Goal – Write out the following lines word for word.

____________

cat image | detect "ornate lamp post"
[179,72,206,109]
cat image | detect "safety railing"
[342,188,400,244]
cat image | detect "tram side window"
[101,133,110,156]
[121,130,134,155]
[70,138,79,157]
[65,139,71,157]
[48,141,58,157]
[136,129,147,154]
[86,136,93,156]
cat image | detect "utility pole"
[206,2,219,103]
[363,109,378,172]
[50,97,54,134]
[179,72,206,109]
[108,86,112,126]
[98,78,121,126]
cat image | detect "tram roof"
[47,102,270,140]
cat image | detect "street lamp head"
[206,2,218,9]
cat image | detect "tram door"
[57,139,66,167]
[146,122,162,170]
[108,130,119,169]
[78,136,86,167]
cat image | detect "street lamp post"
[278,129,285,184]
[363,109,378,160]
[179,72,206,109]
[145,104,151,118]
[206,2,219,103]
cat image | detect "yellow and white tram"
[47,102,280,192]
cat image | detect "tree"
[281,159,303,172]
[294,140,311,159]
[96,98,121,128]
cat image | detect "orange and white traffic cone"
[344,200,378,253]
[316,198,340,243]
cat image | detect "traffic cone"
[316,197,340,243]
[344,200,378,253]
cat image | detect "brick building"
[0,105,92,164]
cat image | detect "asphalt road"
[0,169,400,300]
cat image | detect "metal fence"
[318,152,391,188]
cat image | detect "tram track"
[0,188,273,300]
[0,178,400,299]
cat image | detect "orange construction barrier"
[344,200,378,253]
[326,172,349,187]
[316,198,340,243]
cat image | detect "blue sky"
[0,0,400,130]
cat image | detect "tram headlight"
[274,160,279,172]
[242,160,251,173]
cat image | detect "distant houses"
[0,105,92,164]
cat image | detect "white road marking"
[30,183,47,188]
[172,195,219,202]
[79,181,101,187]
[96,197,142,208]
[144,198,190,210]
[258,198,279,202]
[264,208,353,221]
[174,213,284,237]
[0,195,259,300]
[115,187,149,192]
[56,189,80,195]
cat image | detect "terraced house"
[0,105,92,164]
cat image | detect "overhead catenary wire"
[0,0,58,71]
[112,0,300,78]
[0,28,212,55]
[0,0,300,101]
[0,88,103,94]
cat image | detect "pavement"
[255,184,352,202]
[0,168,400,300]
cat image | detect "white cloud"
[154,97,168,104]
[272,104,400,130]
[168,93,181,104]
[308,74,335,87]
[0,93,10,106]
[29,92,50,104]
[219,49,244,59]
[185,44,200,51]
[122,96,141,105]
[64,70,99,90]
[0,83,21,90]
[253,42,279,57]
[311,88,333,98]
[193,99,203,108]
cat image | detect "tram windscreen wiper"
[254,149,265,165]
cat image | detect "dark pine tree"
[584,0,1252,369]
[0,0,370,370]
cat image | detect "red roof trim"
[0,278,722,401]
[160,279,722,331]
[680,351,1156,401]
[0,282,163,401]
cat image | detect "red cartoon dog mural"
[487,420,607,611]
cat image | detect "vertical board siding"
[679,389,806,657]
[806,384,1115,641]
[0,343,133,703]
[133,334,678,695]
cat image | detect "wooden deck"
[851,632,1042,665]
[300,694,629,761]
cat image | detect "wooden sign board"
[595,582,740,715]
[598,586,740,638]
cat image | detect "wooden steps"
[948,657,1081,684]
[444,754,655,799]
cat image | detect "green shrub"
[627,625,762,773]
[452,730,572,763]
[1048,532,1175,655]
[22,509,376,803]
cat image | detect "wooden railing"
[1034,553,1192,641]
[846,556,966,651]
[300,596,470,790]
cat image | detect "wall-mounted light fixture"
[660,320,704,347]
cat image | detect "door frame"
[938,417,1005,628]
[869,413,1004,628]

____________

Solution for this problem –
cat image | detect "ornate lamp post"
[179,72,206,109]
cat image | detect "safety railing"
[342,188,400,244]
cat image | detect "tram side window"
[101,133,110,156]
[121,130,134,155]
[70,138,79,157]
[65,139,71,157]
[48,141,58,157]
[136,129,147,154]
[86,136,93,156]
cat image | detect "utility pole"
[206,2,219,103]
[363,109,378,172]
[50,97,54,134]
[179,72,206,109]
[108,86,112,126]
[98,78,121,126]
cat image | detect "tram roof"
[47,102,270,140]
cat image | detect "street lamp head"
[206,2,218,9]
cat image | detect "tram door"
[57,139,66,167]
[146,122,162,170]
[108,130,119,169]
[78,136,86,167]
cat image | detect "street lamp post"
[278,129,285,184]
[363,109,378,160]
[179,72,206,109]
[145,104,151,118]
[206,2,219,103]
cat image | detect "yellow and white tram"
[47,102,280,192]
cat image | detect "tree"
[281,159,303,172]
[294,140,311,159]
[96,98,121,128]
cat image | detect "orange and white traffic cone"
[344,200,378,253]
[316,198,340,243]
cat image | detect "traffic cone"
[316,197,340,243]
[344,200,378,253]
cat image | detect "brick building"
[0,105,92,164]
cat image | detect "asphalt road"
[0,169,400,300]
cat image | detect "metal fence"
[318,152,391,188]
cat image | detect "tram track"
[0,188,273,300]
[0,178,400,299]
cat image | detect "orange construction barrier"
[344,200,378,253]
[326,172,349,187]
[316,198,340,243]
cat image | detect "blue sky"
[0,0,400,130]
cat image | detect "tram headlight"
[274,160,279,172]
[242,160,251,173]
cat image | detect "distant houses"
[0,105,92,164]
cat image | detect "white road marking"
[30,183,47,188]
[172,195,219,202]
[79,181,101,187]
[96,197,142,208]
[144,198,190,210]
[258,198,279,202]
[264,208,353,221]
[174,213,284,237]
[0,195,259,300]
[115,187,149,192]
[56,189,80,195]
cat image | detect "terraced house"
[0,105,92,164]
cat image | detect "overhead catenary wire"
[0,0,58,71]
[112,0,300,78]
[0,28,212,55]
[0,0,300,101]
[0,88,103,94]
cat image | detect "pavement"
[255,184,352,202]
[0,168,400,300]
cat image | detect "white cloud"
[154,97,168,104]
[272,104,400,130]
[168,93,181,104]
[308,74,335,87]
[0,93,10,106]
[29,92,50,104]
[219,49,244,59]
[185,44,200,51]
[122,96,141,105]
[64,70,99,90]
[0,83,21,90]
[253,42,279,57]
[311,88,333,98]
[193,99,203,108]
cat image | detect "tram windscreen wiper"
[254,149,265,165]
cat image | detect "dark pine tree"
[584,0,1252,369]
[0,0,370,370]
cat image | detect "red roof trim"
[0,278,722,401]
[160,279,722,331]
[680,351,1156,401]
[0,282,163,401]
cat image | detect "red cartoon dog mural"
[487,420,607,611]
cat image | detect "vertical board siding"
[679,389,806,657]
[806,384,1115,641]
[0,343,133,703]
[133,334,678,695]
cat image | detect "wooden deck"
[851,632,1042,665]
[300,694,629,761]
cat image | detect "wooden sign board"
[595,582,740,715]
[598,586,740,638]
cat image | detect "wooden steps"
[948,657,1081,684]
[444,754,655,799]
cat image | detect "green shrub"
[627,625,762,773]
[452,730,572,763]
[1048,532,1175,655]
[22,509,376,803]
cat image | detect "wooden railing"
[1034,553,1192,641]
[846,556,966,651]
[300,596,470,790]
cat image | detect "wall-mounted light fixture"
[660,320,704,347]
cat image | detect "door frame"
[938,417,1005,628]
[869,413,1004,628]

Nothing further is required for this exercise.